> _Supplied data_:
------------

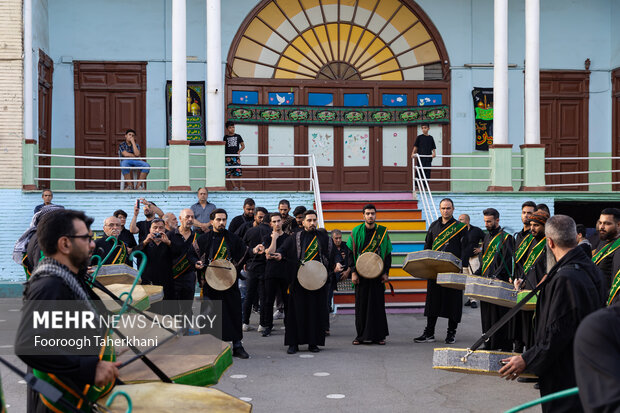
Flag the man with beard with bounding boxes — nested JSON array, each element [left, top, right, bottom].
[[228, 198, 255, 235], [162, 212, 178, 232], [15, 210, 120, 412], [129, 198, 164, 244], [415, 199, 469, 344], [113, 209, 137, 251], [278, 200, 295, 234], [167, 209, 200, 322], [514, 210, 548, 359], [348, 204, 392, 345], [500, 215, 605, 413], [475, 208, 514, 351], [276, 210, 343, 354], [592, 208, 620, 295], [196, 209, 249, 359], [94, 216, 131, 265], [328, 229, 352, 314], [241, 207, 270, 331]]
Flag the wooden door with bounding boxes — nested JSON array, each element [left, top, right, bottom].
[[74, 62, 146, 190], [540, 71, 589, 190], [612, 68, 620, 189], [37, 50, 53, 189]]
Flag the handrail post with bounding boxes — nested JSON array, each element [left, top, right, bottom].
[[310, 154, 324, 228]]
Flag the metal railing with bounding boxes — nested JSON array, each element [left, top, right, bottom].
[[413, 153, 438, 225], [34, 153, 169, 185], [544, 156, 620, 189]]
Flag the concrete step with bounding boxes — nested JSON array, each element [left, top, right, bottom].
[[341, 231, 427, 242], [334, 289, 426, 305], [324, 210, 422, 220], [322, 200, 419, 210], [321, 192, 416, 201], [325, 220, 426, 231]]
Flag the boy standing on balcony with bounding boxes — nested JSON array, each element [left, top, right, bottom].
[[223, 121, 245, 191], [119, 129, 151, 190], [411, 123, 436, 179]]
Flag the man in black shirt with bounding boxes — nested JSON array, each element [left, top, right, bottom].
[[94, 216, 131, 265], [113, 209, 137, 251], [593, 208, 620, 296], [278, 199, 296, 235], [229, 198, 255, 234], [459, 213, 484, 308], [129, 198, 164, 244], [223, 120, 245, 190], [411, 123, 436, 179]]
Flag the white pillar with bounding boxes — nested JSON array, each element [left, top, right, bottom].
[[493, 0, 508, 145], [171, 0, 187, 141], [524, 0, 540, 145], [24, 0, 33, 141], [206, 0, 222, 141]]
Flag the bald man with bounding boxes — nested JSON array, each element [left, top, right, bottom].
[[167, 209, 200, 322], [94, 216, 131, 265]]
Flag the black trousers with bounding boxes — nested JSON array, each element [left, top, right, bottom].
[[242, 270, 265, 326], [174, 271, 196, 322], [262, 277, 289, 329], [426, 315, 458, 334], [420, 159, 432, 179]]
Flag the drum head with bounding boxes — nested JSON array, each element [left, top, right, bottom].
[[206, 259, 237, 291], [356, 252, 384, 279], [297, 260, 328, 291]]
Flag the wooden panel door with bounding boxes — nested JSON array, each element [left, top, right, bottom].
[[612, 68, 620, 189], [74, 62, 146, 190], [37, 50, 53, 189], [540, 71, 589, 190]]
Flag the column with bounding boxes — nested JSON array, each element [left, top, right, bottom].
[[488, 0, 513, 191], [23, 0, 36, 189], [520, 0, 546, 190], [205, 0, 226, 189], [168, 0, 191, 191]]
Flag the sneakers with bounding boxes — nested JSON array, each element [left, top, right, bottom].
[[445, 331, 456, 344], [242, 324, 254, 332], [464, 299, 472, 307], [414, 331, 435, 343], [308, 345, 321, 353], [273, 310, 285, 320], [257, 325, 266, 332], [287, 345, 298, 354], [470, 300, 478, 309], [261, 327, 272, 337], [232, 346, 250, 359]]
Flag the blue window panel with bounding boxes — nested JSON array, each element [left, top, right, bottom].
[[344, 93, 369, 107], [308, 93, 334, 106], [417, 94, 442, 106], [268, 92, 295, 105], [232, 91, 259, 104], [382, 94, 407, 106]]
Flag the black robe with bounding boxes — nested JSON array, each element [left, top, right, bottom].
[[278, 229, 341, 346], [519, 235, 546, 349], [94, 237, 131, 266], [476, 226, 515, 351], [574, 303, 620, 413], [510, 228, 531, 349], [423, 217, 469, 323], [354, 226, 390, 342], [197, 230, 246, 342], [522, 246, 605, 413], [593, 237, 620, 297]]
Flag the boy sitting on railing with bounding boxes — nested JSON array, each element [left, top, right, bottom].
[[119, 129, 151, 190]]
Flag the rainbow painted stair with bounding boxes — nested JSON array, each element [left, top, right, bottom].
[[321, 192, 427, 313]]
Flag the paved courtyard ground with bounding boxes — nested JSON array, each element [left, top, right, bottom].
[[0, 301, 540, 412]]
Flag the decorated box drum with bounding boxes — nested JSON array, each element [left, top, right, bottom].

------------

> _About this exercise_: Please print the entries above exactly. Skip every picture.

> _Problem solution_:
Flag the man with beard with bounding boxes — nested JSON array, each element [left, top, right, bottom].
[[228, 198, 255, 235], [162, 212, 178, 232], [15, 210, 120, 412], [129, 198, 164, 244], [415, 199, 469, 344], [113, 209, 137, 251], [278, 200, 295, 234], [167, 209, 200, 322], [514, 210, 548, 359], [348, 204, 392, 345], [500, 215, 605, 413], [475, 208, 514, 351], [276, 210, 343, 354], [592, 208, 620, 295], [196, 209, 249, 359], [94, 216, 131, 265], [328, 229, 352, 314], [241, 207, 270, 331]]
Flag the wooden door with bounding boxes — nested JSON array, each element [left, top, right, bottom].
[[74, 62, 146, 190], [540, 71, 589, 190], [612, 68, 620, 189], [37, 50, 53, 189]]
Flag the handrail post with bounding boxes — nested JSON array, each element [left, top, right, bottom].
[[310, 154, 324, 228]]
Flag the metal railing with bounding boxes — nested JSON array, each element [left, top, right, bottom].
[[413, 153, 438, 225], [34, 153, 169, 185], [544, 156, 620, 189]]
Flag the concrete step with bounding boxes — nested JSON array, each element [left, top, right, bottom].
[[341, 231, 427, 242], [334, 289, 426, 305], [324, 210, 422, 220], [322, 200, 419, 210], [321, 192, 416, 201], [325, 220, 426, 231]]
Flag the boy standing on balcony with bounding boxes — nested JSON array, each element [left, top, right, bottom].
[[223, 121, 245, 191], [119, 129, 151, 190], [411, 123, 436, 179]]
Flag the man in black shirt with bounding boxes — nested JSON array, each element [left, top, right, bottom].
[[94, 216, 131, 265], [113, 209, 137, 251], [593, 208, 620, 296], [278, 199, 296, 235], [229, 198, 255, 234], [459, 213, 484, 308], [129, 198, 164, 244], [223, 120, 245, 190], [411, 123, 436, 179]]
Flag the white pillar with bounding boxes — nested JSON array, each element [left, top, right, bottom].
[[493, 0, 508, 145], [171, 0, 187, 141], [524, 0, 540, 145], [24, 0, 33, 141], [206, 0, 222, 141]]
Flag the bald man with bounding boxes — nested JSON array, each element [left, top, right, bottom].
[[167, 209, 200, 322], [94, 216, 131, 265]]
Flag the black trousers with bounding boxes — nested JSON array, each element [left, top, right, bottom].
[[242, 270, 265, 326], [174, 271, 196, 322], [262, 277, 289, 329], [426, 315, 458, 334], [420, 159, 432, 179]]
Flag the drum head with bounding boxes — nested JSON array, each element [left, top, right, bottom].
[[206, 259, 237, 291], [356, 252, 384, 279], [297, 260, 328, 291]]
Flag the wooden panel door with bounding boxes — nested JSON array, each element [left, top, right, bottom].
[[612, 68, 620, 189], [74, 62, 146, 190], [37, 50, 53, 189], [540, 71, 589, 190]]
Flag the column with bounding boxes — nested JSON array, each element [left, top, right, bottom].
[[488, 0, 513, 191], [23, 0, 36, 189], [520, 0, 546, 190], [205, 0, 226, 189], [168, 0, 191, 191]]
Flag the sneakers with bounding boxes — nested JSON array, each element [left, top, right, bottom].
[[445, 331, 456, 344], [242, 324, 254, 332], [464, 299, 472, 307], [414, 331, 435, 343], [308, 345, 321, 353], [273, 310, 285, 320], [257, 325, 266, 332], [287, 345, 298, 354], [470, 300, 478, 309], [261, 327, 272, 337], [232, 346, 250, 359]]
Flag the blue window panel with bounding boxes — nested JSON array, each element [left, top, right, bottom].
[[344, 93, 369, 107], [308, 93, 334, 106], [417, 94, 442, 106], [268, 92, 295, 105], [232, 91, 259, 104], [382, 94, 407, 106]]
Flag the black robe with bounding boxes — nested JSON array, each element [left, top, right, bottom].
[[278, 229, 341, 346], [519, 235, 546, 349], [94, 237, 131, 266], [476, 226, 515, 351], [574, 303, 620, 413], [510, 228, 531, 349], [423, 217, 469, 323], [354, 226, 390, 342], [197, 230, 246, 342], [522, 246, 605, 413], [593, 237, 620, 297]]
Flag the boy sitting on railing with bounding boxes — nested JSON array, each element [left, top, right, bottom].
[[119, 129, 151, 190]]
Flag the rainbow painted stair with bounding boxes — nested JSON array, each element [left, top, right, bottom].
[[321, 192, 427, 313]]
Flag the paved courtyard ground with bounding boxes — nested JSON array, each element [left, top, right, bottom].
[[0, 301, 540, 412]]
Flag the decorated box drum with bounding boxes — nested JSON array, each element [left, top, right, bottom].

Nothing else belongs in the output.